#### Excerpt to read
Let’s talk about environmental bindings. I’m taking the unusual (I think)
approach of sharing environment bindings code between the VM and the interpreter.
Unfortunately, I wrote the environment code at the same time as the VM, and
fit the code a little too closely to the requirements of the VM, and didn’t
think enough about what the interpreter would require. In the process of writing
the interpreter, I encountered a strong disconnect between the semantics that I
wanted and the semantics I had. Additionally, the first version of the
environment used mem::replace
. mem::replace
is weird, I’ve used it a couple
of times, but mostly as a sort of band-aid, and I’ve always ended up refactoring
code away from it. It’s ended up being a personal code smell of sorts. Luckily,
the new version doesn’t use it.
mem::replace
can sometimes seem like a way to get around borrow restrictions.
It takes a mutable reference, and a value, and swaps the old value for the new,
returning the old value. It doesn’t violate the borrow checker, but it bends it,
and you can feel the unsafe
blocks lurking in the background. It’s based on
the swap<T>(x: &mut T, y: &mut T)
function, which
Swaps the values at two mutable locations, without deinitializing either one.
This is noteworthy because it can do this to types which don’t implement Copy
.
It uses unsafe blocks to bypass the borrow checker. Under normal circumstances,
I think the function would have to take ownership of the values to swap them,
but with unsafe
blocks, they can be swapped directly.

#### Supplied entries
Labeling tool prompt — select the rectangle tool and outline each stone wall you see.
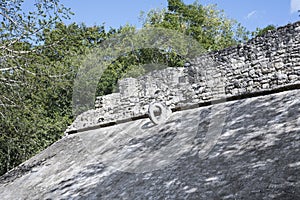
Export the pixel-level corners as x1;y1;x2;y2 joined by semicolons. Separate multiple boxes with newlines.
67;22;300;132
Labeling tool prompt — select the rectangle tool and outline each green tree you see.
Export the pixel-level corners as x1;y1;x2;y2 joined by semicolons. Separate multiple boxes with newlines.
0;0;71;174
143;0;249;50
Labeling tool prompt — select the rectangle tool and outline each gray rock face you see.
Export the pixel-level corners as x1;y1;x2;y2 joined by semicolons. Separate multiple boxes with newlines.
0;90;300;199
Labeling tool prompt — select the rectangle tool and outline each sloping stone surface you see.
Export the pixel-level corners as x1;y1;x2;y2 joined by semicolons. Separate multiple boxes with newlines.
0;90;300;199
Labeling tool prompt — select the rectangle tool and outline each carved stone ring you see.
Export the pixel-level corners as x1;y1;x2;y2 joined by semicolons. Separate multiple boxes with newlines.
148;102;172;125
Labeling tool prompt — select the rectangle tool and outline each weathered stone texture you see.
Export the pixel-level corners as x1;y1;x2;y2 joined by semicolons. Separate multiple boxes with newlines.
67;22;300;132
0;90;300;200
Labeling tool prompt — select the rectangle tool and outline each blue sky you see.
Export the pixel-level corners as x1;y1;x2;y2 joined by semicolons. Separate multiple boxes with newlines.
44;0;300;31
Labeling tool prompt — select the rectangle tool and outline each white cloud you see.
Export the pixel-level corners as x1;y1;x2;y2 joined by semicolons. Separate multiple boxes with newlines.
246;10;257;19
291;0;300;13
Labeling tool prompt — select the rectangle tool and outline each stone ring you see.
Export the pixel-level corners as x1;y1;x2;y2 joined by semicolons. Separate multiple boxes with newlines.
148;102;172;125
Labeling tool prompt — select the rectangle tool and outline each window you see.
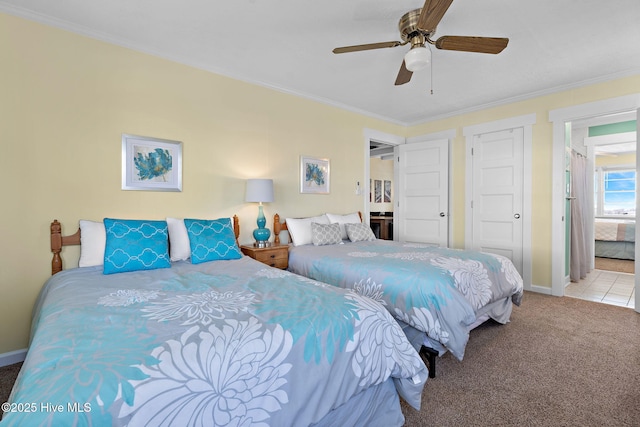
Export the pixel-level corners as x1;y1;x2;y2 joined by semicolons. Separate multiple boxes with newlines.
594;168;636;217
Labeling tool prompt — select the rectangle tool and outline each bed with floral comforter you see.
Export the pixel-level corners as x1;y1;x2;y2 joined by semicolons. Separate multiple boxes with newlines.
289;240;523;360
0;257;427;427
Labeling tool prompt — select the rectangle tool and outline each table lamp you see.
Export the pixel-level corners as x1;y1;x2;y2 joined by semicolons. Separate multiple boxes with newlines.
245;179;273;248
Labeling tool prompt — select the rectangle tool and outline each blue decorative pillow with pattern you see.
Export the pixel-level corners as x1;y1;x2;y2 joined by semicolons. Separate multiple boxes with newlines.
184;218;242;264
103;218;171;274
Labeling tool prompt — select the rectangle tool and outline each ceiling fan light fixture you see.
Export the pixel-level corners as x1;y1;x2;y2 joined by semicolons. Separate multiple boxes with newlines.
404;46;431;72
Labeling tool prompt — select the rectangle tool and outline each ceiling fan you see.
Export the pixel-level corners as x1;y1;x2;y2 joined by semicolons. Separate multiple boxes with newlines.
333;0;509;86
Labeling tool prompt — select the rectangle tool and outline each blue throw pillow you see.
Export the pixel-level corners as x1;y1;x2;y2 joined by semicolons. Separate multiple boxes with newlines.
103;218;171;274
184;218;242;264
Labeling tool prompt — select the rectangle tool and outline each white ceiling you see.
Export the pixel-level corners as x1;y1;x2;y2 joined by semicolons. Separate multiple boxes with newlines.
0;0;640;125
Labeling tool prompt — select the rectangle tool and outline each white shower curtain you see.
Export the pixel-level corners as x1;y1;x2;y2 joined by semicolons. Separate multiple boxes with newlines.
569;151;593;282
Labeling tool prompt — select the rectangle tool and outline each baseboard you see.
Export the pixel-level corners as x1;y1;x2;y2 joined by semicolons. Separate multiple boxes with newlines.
0;348;27;368
529;285;551;295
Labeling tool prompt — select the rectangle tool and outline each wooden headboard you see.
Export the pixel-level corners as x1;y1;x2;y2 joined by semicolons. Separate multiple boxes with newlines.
273;211;362;245
51;215;240;276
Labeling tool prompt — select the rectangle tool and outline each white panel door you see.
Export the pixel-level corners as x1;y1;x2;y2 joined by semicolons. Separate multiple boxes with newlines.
472;128;524;274
394;139;449;247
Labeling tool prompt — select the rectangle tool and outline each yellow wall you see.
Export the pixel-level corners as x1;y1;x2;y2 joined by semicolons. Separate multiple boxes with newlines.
0;14;405;354
0;14;640;354
366;157;395;212
407;75;640;288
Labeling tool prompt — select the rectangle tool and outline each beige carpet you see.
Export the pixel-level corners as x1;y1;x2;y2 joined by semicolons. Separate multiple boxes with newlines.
595;257;636;274
0;292;640;427
403;292;640;427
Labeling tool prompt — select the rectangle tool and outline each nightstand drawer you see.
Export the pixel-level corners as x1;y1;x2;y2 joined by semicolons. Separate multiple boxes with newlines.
241;245;289;270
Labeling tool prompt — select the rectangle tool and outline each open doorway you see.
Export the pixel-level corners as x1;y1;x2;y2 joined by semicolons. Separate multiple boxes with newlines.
565;111;637;308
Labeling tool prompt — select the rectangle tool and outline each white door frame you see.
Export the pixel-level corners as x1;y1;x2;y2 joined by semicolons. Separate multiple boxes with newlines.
408;129;456;246
462;113;536;290
549;93;640;312
358;128;406;224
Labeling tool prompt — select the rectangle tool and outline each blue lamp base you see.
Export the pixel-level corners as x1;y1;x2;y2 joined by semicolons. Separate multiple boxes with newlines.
253;205;271;248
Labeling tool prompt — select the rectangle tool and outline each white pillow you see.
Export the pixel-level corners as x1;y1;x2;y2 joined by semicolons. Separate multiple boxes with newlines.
327;212;362;240
311;222;342;246
78;219;107;267
286;215;329;246
345;223;376;242
167;218;191;261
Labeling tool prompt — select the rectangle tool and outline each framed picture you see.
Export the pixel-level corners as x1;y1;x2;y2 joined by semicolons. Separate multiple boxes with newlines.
300;156;331;194
122;134;182;191
383;179;391;203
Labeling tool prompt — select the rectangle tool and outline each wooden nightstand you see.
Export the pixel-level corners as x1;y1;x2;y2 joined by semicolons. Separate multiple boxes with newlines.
240;245;289;270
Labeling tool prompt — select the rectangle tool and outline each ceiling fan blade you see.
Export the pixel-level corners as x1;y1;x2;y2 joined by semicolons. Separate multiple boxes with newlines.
395;59;413;86
333;42;403;53
435;36;509;54
418;0;453;32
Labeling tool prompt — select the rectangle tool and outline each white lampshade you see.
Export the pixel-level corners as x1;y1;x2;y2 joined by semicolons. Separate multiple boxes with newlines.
404;46;431;72
245;179;273;203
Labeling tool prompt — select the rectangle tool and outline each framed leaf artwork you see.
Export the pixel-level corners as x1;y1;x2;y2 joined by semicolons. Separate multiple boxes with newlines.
122;134;182;191
300;156;331;194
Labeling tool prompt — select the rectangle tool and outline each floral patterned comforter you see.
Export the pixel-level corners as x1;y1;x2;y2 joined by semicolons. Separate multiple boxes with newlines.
0;257;428;427
289;240;523;360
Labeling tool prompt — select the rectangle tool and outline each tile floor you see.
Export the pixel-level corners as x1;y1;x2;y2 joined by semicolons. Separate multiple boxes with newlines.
564;270;635;308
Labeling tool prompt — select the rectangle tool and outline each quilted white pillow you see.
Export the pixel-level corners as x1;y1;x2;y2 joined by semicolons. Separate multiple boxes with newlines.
167;218;191;261
345;223;376;242
327;212;362;240
286;215;329;246
78;219;107;267
311;222;342;246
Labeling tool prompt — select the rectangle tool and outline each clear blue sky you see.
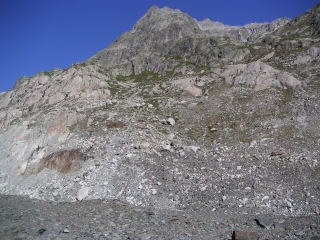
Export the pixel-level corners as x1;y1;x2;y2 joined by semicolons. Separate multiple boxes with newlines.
0;0;319;92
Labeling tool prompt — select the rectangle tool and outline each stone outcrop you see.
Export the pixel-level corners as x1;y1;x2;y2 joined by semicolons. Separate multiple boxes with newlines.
212;61;301;91
0;65;111;109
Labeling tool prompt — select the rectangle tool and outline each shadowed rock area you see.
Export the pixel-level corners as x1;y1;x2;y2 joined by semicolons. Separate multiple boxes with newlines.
32;149;88;174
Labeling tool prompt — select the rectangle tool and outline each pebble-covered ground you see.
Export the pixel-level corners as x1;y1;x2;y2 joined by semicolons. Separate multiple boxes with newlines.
0;195;320;240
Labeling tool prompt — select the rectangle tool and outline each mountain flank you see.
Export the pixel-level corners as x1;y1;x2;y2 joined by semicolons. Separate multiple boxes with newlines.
0;4;320;239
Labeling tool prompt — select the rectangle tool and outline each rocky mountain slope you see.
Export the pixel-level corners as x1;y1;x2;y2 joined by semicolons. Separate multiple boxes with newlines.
0;4;320;239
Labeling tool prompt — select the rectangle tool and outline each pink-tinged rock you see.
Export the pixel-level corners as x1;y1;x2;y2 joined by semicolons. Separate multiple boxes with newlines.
48;112;69;135
23;91;43;106
67;114;78;127
0;91;12;109
62;76;84;94
232;231;260;240
277;73;301;88
13;129;28;142
87;118;93;127
172;78;202;97
48;92;65;105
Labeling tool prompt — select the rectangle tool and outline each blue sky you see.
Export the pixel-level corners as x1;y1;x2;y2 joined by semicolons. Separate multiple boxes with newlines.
0;0;319;92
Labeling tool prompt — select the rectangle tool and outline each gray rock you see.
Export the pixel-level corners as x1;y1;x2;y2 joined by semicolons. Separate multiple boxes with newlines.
167;118;176;126
256;217;273;229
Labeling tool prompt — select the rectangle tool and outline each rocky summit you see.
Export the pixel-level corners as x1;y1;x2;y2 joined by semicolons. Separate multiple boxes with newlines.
0;4;320;240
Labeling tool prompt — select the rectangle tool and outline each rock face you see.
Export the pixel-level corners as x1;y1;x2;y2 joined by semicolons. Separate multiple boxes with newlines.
0;4;320;239
212;61;301;91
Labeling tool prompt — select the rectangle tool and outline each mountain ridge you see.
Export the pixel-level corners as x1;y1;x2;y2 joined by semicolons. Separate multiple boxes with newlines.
0;4;320;239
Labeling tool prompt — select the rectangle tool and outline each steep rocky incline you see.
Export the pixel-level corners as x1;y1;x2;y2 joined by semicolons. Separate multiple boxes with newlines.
0;4;320;239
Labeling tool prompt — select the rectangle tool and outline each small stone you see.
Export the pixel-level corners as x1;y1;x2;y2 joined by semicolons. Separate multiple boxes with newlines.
190;146;200;152
17;162;28;175
167;118;176;126
294;230;304;236
179;150;185;157
52;225;63;234
256;217;273;229
136;142;150;149
239;198;249;205
232;231;260;240
162;144;171;151
77;187;90;201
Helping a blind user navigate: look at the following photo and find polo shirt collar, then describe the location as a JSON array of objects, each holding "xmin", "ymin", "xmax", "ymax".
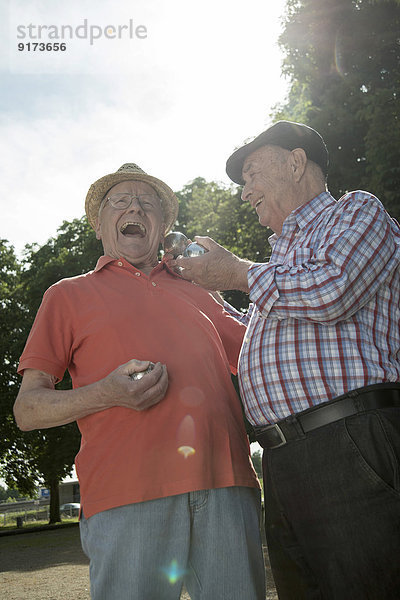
[{"xmin": 94, "ymin": 255, "xmax": 180, "ymax": 278}]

#### Tasks and exercises
1. Using the environment bindings post, decide whether each statement agrees with it. Answer yes or no for each, quoting the exact words that settle it.
(a) The author shares environment bindings code between the VM and the interpreter.
(b) The new version of the environment still relies on mem::replace.
(c) The swap function deinitializes one of the two values it swaps.
2. List every Rust function, keyword, or trait that the environment bindings post names.
3. Carry the environment bindings post forward from its final sentence with one or two more paragraphs in the same voice.
None of the data is needed here.

#### Responses to the exercise
1.
(a) Yes: "sharing environment bindings code between the VM and the interpreter"
(b) No: "Luckily, the new version doesn’t use it."
(c) No: "without deinitializing either one"

2.
mem::replace
swap<T>(x: &mut T, y: &mut T)
unsafe
Copy

3.
The Old Version
pub struct Environment {
bindings: HashMap<String, Rc<data::Literal>>,
parent: Option<Box<Environment>>,
}
This looks reasonably normal for lexical scoping (sort of). You have local
bindings in a hashmap of names to values, and a pointer to a parent representing
higher level bindings. That pointer is a Box
, however, which means only 1
pointer to this parent environment can really exist. Box
is less a pointer and
more a value in heap memory: cloning the box will clone the inner value and box it.
This value represents a particular environment, so put
just inserts directly
into the local bindings hashmap.
pub fn get(&self, k: &String) -> Result<Rc<data::Literal>> {
if let Some(v) = self.bindings.get(k) {
return Ok(Rc::clone(v));
}
if let Some(ref p) = self.parent {
return p.get(k);
}
Err(format!("Binding not found for {:}", k).into())
}
The binding hashmap maps strings to reference counted pointers to data, so we return a cloned pointer. Additionally, if this environment has a parent (and therefor isn’t the root environment), we delegate to our parent.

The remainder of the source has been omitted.